- [Your assignment]: Whenever a line below holds the word "roof", copy that line.

- [Records supplied]:

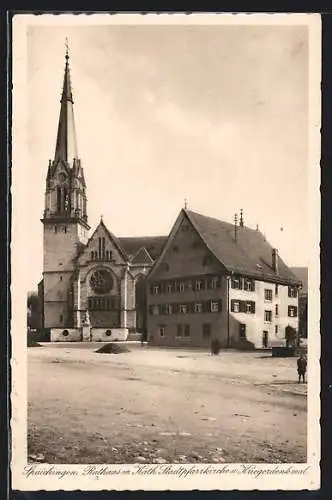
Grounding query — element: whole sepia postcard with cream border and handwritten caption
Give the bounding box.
[12,14,320,489]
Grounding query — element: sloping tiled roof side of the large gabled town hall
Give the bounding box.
[187,210,299,284]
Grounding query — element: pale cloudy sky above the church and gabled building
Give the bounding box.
[22,20,308,287]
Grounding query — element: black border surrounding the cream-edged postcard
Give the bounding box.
[0,5,332,500]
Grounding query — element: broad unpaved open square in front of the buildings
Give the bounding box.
[28,344,307,464]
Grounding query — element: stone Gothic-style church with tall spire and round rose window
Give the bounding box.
[38,50,167,341]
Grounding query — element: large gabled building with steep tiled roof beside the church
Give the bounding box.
[147,209,301,348]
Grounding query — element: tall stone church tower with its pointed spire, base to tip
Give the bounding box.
[42,47,90,328]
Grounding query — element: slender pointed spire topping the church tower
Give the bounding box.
[54,39,77,163]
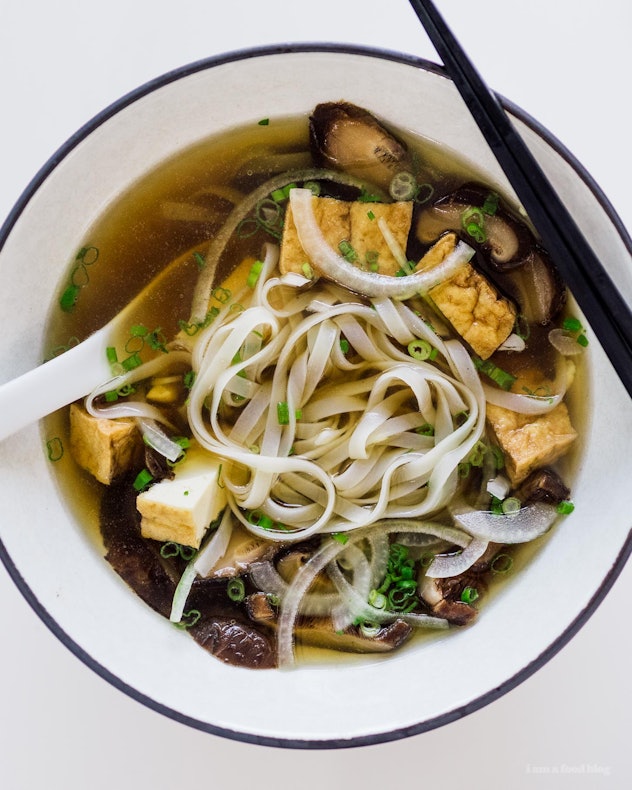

- [Written answer]:
Grounding query — element: sloping tiled roof side of the large gabled town hall
Grounding query — element: large gabled building with steep tiled roof beside the church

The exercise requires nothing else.